:: Exercise a ::
Copy the hearing transcript on the fund and SB 23 word for word, in full.

The gold line represents the fund performance over time with a
$3 billion UGF budget and the dotted gold line represents the
same assumption with SB 23 in place. The $2 billion difference
reflects the amount coming out of the fund and distributed to
the people. The green line represents a $3.5 billion UGF budget
and the green dotted line represents that budget with SB 23 in
place. The next two scenarios represent a $4 billion UGF budget
and a $4.5 billion UGF budget, with and without SB 23 in place.
The $1 billion and $1.5 billion overdrafts illustrate how
quickly the earnings reserve account is depleted and that it is
accelerated with the passing of SB 23.
SENATOR MICCICHE said he assumes the chart uses the 6.55 percent
earnings.
MR. KING said yes.
SENATOR MICCICHE mentioned the modeling he did that looked at
UGF going down instead of up and highlighted the danger if: 1)
spending is higher than projected and the earnings reserve is
relied on to make up the difference; and 2) being unable to get
a 3/4 vote on the CBR, which puts more pressure on the earnings
reserve. He said the smallest reduction in the budget he looked
at was $300 million and that depletes the fund by 2027 or 2028.
He urged people to think about the fact that unstructured draws
or additional spending depletes the ERA earlier, which will also
complicate the payment of any dividends. He asked Mr. Tangeman
if he disagreed.
COMMISSIONER DESIGNEE TANGEMAN replied, "We can all agree that
the full budget, the full dividend, and the full backpay creates
a problem."
SENATOR MICCICHE asked if the assumptions on slide 8 include a
2.25 growth rate for inflation.

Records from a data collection

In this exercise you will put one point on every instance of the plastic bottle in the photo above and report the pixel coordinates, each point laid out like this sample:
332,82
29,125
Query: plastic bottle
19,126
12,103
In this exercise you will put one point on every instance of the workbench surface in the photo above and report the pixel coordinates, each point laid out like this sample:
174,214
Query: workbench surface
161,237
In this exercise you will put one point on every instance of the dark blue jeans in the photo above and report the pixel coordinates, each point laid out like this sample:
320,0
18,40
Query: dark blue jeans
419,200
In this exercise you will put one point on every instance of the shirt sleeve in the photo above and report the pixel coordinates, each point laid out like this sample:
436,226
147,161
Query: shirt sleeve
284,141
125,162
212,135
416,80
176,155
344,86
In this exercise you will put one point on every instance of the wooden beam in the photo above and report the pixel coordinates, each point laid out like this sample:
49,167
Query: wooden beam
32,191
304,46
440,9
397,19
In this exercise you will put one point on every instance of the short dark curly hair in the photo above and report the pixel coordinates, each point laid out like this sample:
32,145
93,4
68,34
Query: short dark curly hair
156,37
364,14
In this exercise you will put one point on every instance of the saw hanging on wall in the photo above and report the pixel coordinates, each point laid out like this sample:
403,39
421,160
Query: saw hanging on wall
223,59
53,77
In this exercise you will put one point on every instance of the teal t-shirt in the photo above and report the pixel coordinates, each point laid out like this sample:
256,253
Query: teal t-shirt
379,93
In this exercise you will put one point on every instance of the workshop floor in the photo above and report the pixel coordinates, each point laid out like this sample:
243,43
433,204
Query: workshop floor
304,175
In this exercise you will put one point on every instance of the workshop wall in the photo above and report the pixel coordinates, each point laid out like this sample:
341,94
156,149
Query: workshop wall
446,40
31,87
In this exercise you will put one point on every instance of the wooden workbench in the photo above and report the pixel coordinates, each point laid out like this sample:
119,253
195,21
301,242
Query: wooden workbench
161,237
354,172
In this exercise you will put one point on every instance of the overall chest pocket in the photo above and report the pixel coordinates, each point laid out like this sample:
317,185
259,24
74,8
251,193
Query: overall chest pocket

==

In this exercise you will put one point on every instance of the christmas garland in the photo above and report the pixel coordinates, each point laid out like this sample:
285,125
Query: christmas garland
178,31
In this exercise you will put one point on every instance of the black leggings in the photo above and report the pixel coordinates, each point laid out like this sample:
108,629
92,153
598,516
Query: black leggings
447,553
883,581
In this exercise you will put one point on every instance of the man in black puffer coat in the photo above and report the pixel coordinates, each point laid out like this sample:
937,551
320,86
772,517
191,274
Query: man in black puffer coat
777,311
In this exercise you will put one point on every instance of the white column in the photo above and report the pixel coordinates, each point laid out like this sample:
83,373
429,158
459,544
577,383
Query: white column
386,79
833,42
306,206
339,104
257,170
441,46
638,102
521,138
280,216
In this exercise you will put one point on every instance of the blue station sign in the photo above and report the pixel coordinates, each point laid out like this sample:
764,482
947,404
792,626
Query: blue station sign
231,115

==

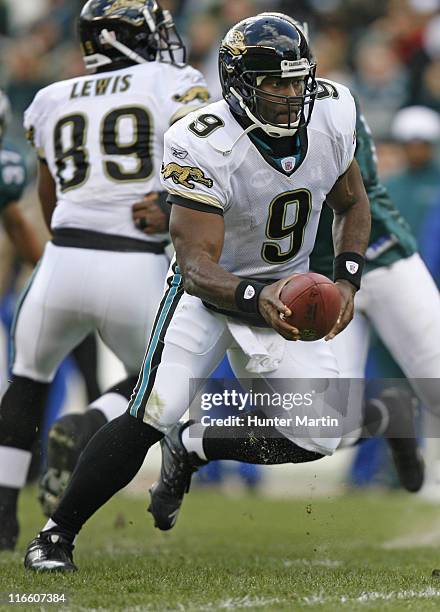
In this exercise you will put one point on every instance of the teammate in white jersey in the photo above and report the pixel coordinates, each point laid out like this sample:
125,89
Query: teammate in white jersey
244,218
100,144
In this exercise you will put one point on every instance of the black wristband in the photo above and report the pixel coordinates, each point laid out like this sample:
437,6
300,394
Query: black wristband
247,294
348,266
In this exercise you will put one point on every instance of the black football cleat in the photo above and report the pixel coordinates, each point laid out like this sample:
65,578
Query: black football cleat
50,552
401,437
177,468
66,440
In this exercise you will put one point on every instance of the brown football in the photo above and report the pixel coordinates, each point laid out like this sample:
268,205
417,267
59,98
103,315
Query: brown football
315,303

:: Exercise b ::
Please repeat these lines from the entries without any change: begin at the line that contains "the wooden workbench" and stop after the line that contains "Query: overall chest pocket".

:: Expected output a ::
The gold line represents the fund performance over time with a
$3 billion UGF budget and the dotted gold line represents the
same assumption with SB 23 in place. The $2 billion difference
reflects the amount coming out of the fund and distributed to
the people. The green line represents a $3.5 billion UGF budget
and the green dotted line represents that budget with SB 23 in
place. The next two scenarios represent a $4 billion UGF budget
and a $4.5 billion UGF budget, with and without SB 23 in place.
The $1 billion and $1.5 billion overdrafts illustrate how
quickly the earnings reserve account is depleted and that it is
accelerated with the passing of SB 23.
SENATOR MICCICHE said he assumes the chart uses the 6.55 percent
earnings.
MR. KING said yes.
SENATOR MICCICHE mentioned the modeling he did that looked at
UGF going down instead of up and highlighted the danger if: 1)
spending is higher than projected and the earnings reserve is
relied on to make up the difference; and 2) being unable to get
a 3/4 vote on the CBR, which puts more pressure on the earnings
reserve. He said the smallest reduction in the budget he looked
at was $300 million and that depletes the fund by 2027 or 2028.
He urged people to think about the fact that unstructured draws
or additional spending depletes the ERA earlier, which will also
complicate the payment of any dividends. He asked Mr. Tangeman
if he disagreed.
COMMISSIONER DESIGNEE TANGEMAN replied, "We can all agree that
the full budget, the full dividend, and the full backpay creates
a problem."
SENATOR MICCICHE asked if the assumptions on slide 8 include a
2.25 growth rate for inflation.

:: Expected output b ::
In this exercise you will put one point on every instance of the wooden workbench in the photo above and report the pixel coordinates, each point laid out like this sample:
119,253
195,21
301,242
Query: wooden workbench
161,237
354,172
In this exercise you will put one point on every instance of the overall chest pocket in the photo above and report the pixel coordinates, each point laid out like this sample:
317,185
259,24
74,8
251,193
Query: overall chest pocket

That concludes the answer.